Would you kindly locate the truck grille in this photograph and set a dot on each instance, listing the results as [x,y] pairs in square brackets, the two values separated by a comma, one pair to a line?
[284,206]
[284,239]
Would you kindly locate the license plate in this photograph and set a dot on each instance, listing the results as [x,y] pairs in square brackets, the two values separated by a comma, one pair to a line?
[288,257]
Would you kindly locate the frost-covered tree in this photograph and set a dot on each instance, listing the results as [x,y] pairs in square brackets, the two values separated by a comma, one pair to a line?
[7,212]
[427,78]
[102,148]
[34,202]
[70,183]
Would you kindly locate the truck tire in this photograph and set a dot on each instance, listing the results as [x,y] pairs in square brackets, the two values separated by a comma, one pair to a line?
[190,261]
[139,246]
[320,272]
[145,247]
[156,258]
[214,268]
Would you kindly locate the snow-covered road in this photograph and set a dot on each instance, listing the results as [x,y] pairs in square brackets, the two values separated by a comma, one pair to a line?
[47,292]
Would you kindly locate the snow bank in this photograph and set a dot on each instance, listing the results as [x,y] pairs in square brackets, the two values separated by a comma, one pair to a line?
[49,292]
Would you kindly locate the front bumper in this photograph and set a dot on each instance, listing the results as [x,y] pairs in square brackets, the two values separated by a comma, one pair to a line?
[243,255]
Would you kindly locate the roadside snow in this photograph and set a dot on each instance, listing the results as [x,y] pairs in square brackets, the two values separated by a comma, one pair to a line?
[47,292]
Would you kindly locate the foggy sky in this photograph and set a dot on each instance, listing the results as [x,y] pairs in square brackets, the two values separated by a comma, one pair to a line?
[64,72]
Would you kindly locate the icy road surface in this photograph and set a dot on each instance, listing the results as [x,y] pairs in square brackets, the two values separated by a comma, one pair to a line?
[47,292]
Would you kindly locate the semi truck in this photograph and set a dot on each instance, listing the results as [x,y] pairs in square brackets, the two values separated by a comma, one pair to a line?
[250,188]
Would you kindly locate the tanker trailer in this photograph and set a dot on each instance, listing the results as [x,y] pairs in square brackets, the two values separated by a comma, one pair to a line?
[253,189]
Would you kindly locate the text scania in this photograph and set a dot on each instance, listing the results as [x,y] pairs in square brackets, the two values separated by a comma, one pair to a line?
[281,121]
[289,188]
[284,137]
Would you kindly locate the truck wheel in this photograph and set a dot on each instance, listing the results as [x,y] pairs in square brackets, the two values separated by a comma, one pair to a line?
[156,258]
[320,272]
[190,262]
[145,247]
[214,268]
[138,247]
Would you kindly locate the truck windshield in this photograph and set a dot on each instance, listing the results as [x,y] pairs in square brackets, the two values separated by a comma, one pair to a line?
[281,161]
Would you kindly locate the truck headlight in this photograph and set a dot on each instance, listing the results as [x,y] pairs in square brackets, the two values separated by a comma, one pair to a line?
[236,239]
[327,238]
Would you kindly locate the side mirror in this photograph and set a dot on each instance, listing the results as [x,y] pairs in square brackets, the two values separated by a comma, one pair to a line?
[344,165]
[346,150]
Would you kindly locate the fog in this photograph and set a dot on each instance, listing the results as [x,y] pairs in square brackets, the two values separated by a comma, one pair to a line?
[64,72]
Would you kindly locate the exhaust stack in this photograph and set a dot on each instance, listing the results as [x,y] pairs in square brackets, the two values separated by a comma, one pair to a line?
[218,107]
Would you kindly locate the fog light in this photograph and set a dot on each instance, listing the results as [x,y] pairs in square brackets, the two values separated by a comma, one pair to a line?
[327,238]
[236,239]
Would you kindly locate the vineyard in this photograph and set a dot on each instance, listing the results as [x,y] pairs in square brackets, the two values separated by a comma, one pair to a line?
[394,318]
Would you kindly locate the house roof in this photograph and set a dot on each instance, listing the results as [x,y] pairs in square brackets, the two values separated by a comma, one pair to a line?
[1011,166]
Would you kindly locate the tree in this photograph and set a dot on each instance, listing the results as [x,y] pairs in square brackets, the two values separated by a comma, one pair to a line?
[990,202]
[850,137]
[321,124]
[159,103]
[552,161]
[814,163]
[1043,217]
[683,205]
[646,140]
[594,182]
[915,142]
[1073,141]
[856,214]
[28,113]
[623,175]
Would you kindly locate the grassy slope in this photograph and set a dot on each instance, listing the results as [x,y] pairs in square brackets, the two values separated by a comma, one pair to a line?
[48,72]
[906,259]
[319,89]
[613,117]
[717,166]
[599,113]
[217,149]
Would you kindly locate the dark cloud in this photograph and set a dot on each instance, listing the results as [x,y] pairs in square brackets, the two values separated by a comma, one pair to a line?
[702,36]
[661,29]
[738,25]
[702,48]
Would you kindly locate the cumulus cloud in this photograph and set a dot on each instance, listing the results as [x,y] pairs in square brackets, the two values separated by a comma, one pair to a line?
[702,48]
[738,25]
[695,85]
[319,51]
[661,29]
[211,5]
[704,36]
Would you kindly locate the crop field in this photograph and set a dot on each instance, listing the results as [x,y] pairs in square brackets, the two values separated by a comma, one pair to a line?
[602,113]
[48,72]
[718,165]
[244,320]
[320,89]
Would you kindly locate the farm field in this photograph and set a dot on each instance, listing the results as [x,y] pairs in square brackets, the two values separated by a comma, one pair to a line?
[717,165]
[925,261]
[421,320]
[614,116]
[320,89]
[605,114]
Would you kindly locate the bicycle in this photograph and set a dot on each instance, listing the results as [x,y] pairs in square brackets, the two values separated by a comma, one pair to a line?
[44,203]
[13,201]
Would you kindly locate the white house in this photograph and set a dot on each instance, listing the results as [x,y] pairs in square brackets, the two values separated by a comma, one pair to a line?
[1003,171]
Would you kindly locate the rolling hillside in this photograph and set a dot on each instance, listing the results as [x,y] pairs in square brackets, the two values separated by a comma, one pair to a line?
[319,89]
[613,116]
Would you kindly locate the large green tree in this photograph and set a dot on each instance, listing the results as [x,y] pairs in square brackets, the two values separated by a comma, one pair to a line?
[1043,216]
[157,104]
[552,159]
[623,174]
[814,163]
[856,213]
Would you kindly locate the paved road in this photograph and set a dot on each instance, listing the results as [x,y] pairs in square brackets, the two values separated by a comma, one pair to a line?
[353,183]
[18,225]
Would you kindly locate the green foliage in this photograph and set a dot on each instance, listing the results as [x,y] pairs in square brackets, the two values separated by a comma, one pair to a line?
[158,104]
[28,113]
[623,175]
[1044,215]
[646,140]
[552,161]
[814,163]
####
Directions for this task
Reproduce exactly the line that holds "Would you kindly locate the paved", then every line after it, ending with the final line of the records above.

Answer to the exercise
Would you kindly locate the paved road in this photograph and set a dot on each instance, listing the results as [x,y] pairs in square brackets, the two values separated by a comma, one pair to a line?
[353,183]
[18,225]
Would you kindly locate the green foliage in this photograph and set a dot on each instance, listing the results as [x,y] pairs in square brackets, the two values separated by a comma, one pair to a line?
[158,104]
[28,113]
[623,175]
[1044,215]
[646,140]
[552,161]
[814,163]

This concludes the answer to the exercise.